TEXT SECTION Start Marker

Co-parenting. It’s not always easy, but it is manageable. And with the right tools, you and your children can help the benefits outweigh the difficulties of a two-household family. Here are a few tips to set you in the right direction: 

  1. Put the children first. Most parents believe that their children are their number one priority, but this can be tested when going through immense change and grief, all while under the microscope of the Court. This is often elevated by the fact that children are empowered with an attorney and an opinion, which may be a hard pill to swallow. However, challenging your child’s opinion or punishing them for saying something contrary to your desires is an easy way to upset your judge and hurt your kids. Instead, put yourself in your children’s shoes. This is an extremely difficult time and giving them the power to be heard can be very therapeutic. Allow your children to speak freely without judgment or anger. Regardless of your feelings toward the other parent, speak kindly, be accommodating and take the high road. Don’t use the children as messagers and do not punish the children for speaking truthfully. This will not only protect your children from long-term damage, but also help you win your case. 

  2. Figure out a method of communication and stick to it. I generally suggest that communication between co-parents take place through text message or email (if you receive messages to your phone). First, the communication should be in real-time, to avoid any delayed reactions that inconvenience the other parent. Second, putting your words in writing memorializes details like exchange times or locations, that could otherwise become confused. It also gives you an opportunity to read and edit your messages, thereby helping to avoid emotional or irrational exchanges. Last, if there are any court filings or allegations down the line, having a record is the best way to clear up he said/she said. 

  3. The more people who love your children the better. When your children have multiple adults who love and care for them, it means they have more safe havens from the stress of life, more people to open up to and more people to teach them important life lessons. It may open them up to talents, activities and travel that they otherwise would not have been exposed to. It can also provide parents with a much needed break from the challenges of parenthood. Some time apart from your children can help you re-energize, recuperate and return to your kids with your best foot forward.

TEXT SECTION End Marker
SUPPLIED RECORDS Start Marker

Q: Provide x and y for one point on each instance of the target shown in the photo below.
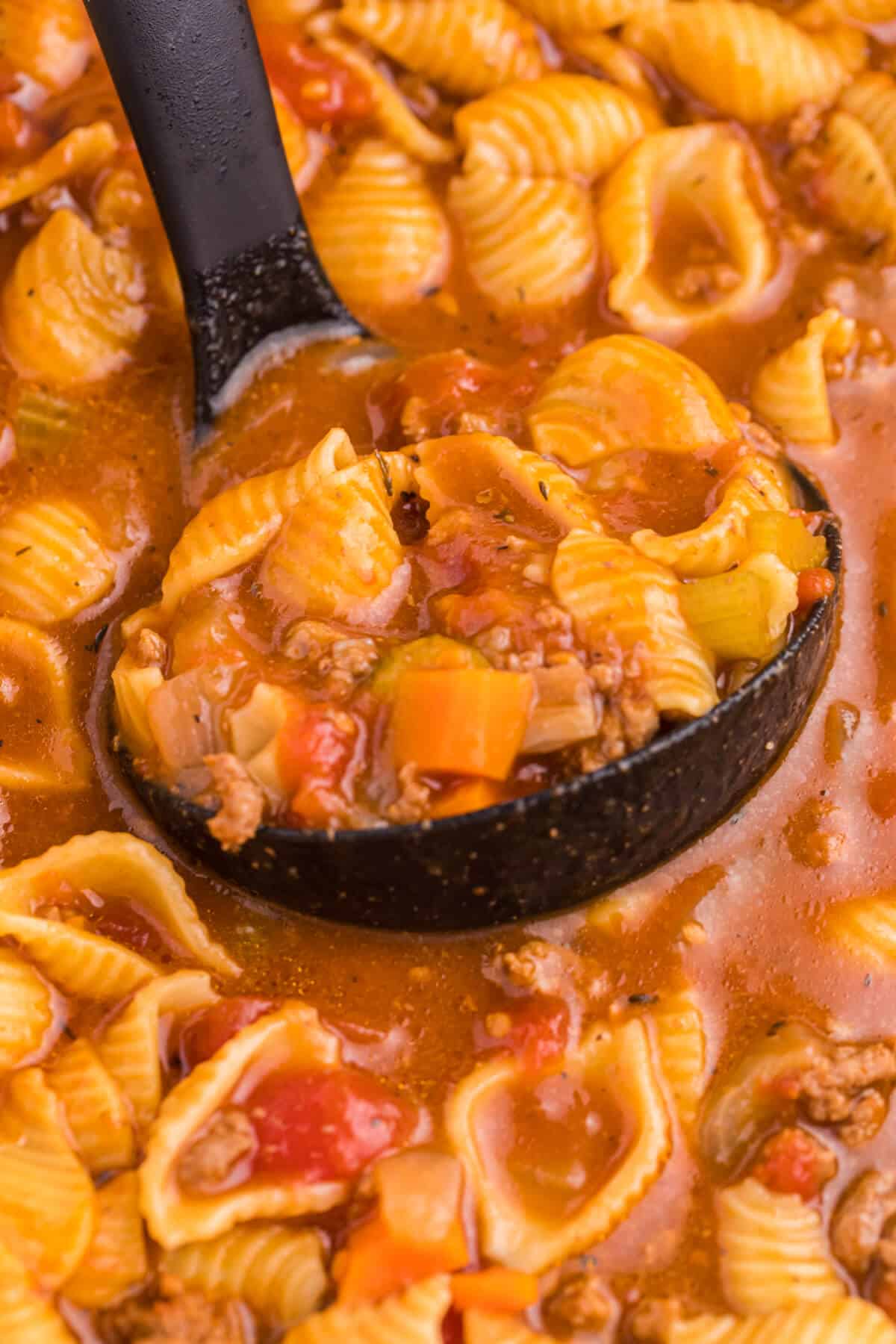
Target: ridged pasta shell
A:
(682, 1048)
(628, 391)
(47, 1202)
(845, 1322)
(773, 1250)
(455, 468)
(27, 1317)
(758, 485)
(134, 685)
(394, 116)
(65, 765)
(237, 524)
(46, 40)
(574, 16)
(277, 1270)
(744, 60)
(53, 562)
(561, 125)
(872, 100)
(743, 1102)
(865, 927)
(119, 865)
(379, 228)
(82, 151)
(73, 305)
(77, 961)
(96, 1110)
(337, 554)
(853, 183)
(465, 49)
(27, 1011)
(618, 63)
(410, 1317)
(820, 13)
(622, 1061)
(116, 1260)
(131, 1048)
(615, 593)
(292, 1036)
(790, 390)
(528, 242)
(706, 171)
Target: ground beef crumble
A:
(581, 1301)
(653, 1320)
(841, 1089)
(240, 801)
(176, 1317)
(414, 796)
(337, 660)
(225, 1142)
(151, 651)
(857, 1228)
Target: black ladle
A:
(551, 850)
(191, 80)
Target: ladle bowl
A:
(551, 850)
(193, 87)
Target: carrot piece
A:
(494, 1289)
(467, 721)
(375, 1263)
(469, 797)
(815, 585)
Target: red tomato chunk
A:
(317, 87)
(794, 1163)
(214, 1027)
(538, 1033)
(326, 1125)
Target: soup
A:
(629, 261)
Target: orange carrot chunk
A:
(494, 1290)
(462, 721)
(375, 1263)
(815, 585)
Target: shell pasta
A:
(610, 461)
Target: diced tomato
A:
(314, 752)
(211, 1028)
(815, 585)
(317, 87)
(453, 1327)
(786, 1086)
(448, 385)
(793, 1163)
(326, 1125)
(539, 1031)
(132, 927)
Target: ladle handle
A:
(193, 84)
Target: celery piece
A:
(743, 613)
(788, 539)
(43, 420)
(432, 651)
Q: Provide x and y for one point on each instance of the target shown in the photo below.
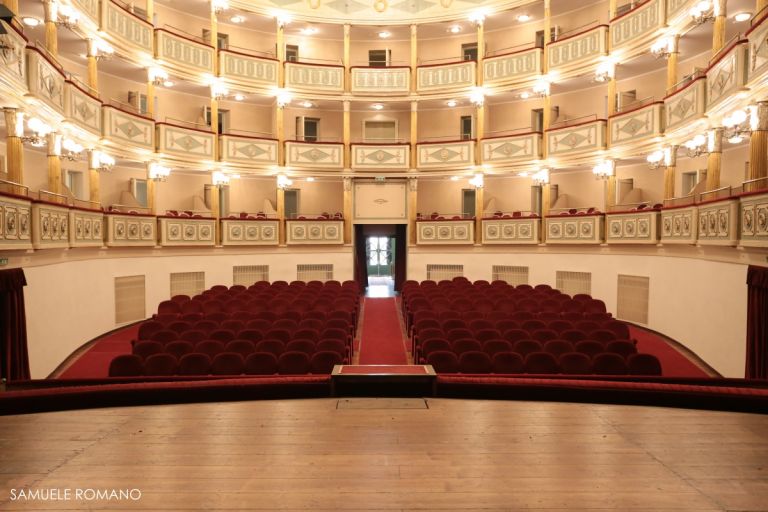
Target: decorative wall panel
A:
(447, 232)
(248, 150)
(577, 139)
(574, 229)
(86, 228)
(576, 51)
(679, 225)
(45, 81)
(247, 69)
(381, 156)
(15, 223)
(184, 142)
(125, 30)
(314, 232)
(131, 230)
(249, 232)
(686, 106)
(314, 77)
(637, 125)
(524, 230)
(633, 228)
(513, 67)
(183, 55)
(185, 231)
(316, 155)
(381, 81)
(50, 226)
(718, 222)
(82, 109)
(754, 220)
(512, 149)
(126, 129)
(440, 155)
(446, 76)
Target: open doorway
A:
(380, 258)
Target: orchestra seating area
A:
(265, 329)
(478, 328)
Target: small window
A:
(379, 58)
(466, 128)
(469, 51)
(291, 53)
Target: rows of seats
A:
(224, 363)
(569, 363)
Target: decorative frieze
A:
(314, 154)
(82, 109)
(248, 69)
(86, 228)
(574, 229)
(131, 230)
(315, 232)
(580, 138)
(381, 156)
(636, 125)
(574, 52)
(50, 226)
(438, 155)
(314, 77)
(15, 223)
(184, 142)
(679, 225)
(127, 130)
(187, 231)
(718, 222)
(512, 149)
(45, 81)
(513, 67)
(183, 55)
(445, 232)
(248, 150)
(249, 232)
(125, 30)
(518, 231)
(754, 220)
(381, 81)
(446, 76)
(641, 227)
(687, 105)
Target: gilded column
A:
(14, 122)
(758, 146)
(715, 158)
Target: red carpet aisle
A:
(673, 363)
(381, 341)
(94, 363)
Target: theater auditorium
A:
(393, 255)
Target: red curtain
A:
(13, 326)
(757, 323)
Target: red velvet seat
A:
(126, 365)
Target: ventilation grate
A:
(187, 283)
(574, 282)
(512, 275)
(444, 272)
(246, 275)
(130, 302)
(315, 272)
(632, 298)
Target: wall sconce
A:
(158, 172)
(604, 170)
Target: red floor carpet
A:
(381, 341)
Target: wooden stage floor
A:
(388, 454)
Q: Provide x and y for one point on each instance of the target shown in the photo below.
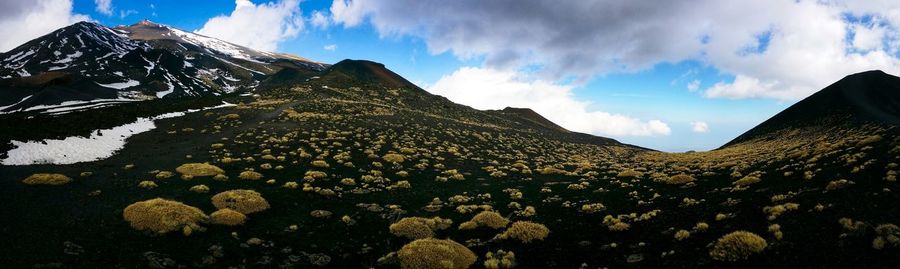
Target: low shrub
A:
(418, 227)
(47, 179)
(679, 179)
(435, 253)
(250, 175)
(227, 217)
(525, 231)
(488, 219)
(244, 201)
(162, 216)
(393, 158)
(199, 170)
(737, 245)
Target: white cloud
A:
(350, 14)
(868, 37)
(699, 127)
(694, 85)
(790, 48)
(484, 88)
(21, 21)
(260, 27)
(319, 20)
(126, 13)
(104, 7)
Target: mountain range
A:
(145, 146)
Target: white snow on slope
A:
(100, 145)
(16, 103)
(121, 85)
(213, 44)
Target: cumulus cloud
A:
(775, 49)
(694, 85)
(21, 21)
(104, 7)
(699, 127)
(484, 88)
(319, 19)
(261, 26)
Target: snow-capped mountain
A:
(88, 65)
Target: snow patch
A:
(100, 145)
(121, 85)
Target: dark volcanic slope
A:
(867, 97)
(530, 115)
(366, 72)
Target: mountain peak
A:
(866, 97)
(532, 116)
(369, 72)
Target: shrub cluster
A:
(435, 253)
(162, 216)
(250, 175)
(227, 217)
(679, 179)
(47, 179)
(199, 170)
(244, 201)
(525, 231)
(418, 227)
(737, 245)
(488, 219)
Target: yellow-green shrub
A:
(738, 245)
(250, 175)
(146, 184)
(525, 231)
(163, 216)
(393, 158)
(199, 188)
(679, 179)
(418, 227)
(244, 201)
(199, 169)
(746, 181)
(47, 179)
(488, 219)
(435, 253)
(227, 217)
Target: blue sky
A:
(650, 78)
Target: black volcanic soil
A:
(323, 118)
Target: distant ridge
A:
(867, 97)
(367, 72)
(532, 116)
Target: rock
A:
(157, 260)
(72, 249)
(319, 259)
(633, 258)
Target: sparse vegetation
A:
(435, 253)
(737, 245)
(525, 232)
(199, 170)
(227, 217)
(47, 179)
(162, 216)
(243, 201)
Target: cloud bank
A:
(260, 27)
(21, 21)
(484, 88)
(775, 49)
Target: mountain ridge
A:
(866, 97)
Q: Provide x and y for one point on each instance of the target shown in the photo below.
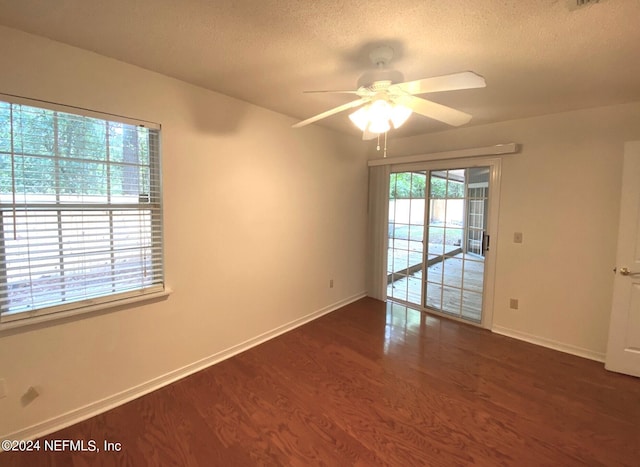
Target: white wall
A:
(258, 218)
(562, 191)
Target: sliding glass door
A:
(438, 239)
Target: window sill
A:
(84, 310)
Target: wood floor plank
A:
(375, 384)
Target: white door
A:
(623, 349)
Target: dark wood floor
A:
(375, 384)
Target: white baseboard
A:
(549, 343)
(95, 408)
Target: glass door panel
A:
(456, 217)
(437, 225)
(406, 233)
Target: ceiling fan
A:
(385, 101)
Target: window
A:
(80, 210)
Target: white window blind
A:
(80, 210)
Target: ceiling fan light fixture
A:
(378, 116)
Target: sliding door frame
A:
(495, 170)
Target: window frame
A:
(154, 291)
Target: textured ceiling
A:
(537, 56)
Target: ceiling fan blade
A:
(333, 92)
(328, 113)
(436, 111)
(453, 82)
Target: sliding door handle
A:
(627, 272)
(485, 242)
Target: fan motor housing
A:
(370, 77)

SUPPLIED RECORDS End Marker

◆ **WORK INSTRUCTION**
In the co-parenting tips, which two forms of communication between co-parents are generally suggested?

◆ **WRITTEN REPLY**
Text message or email.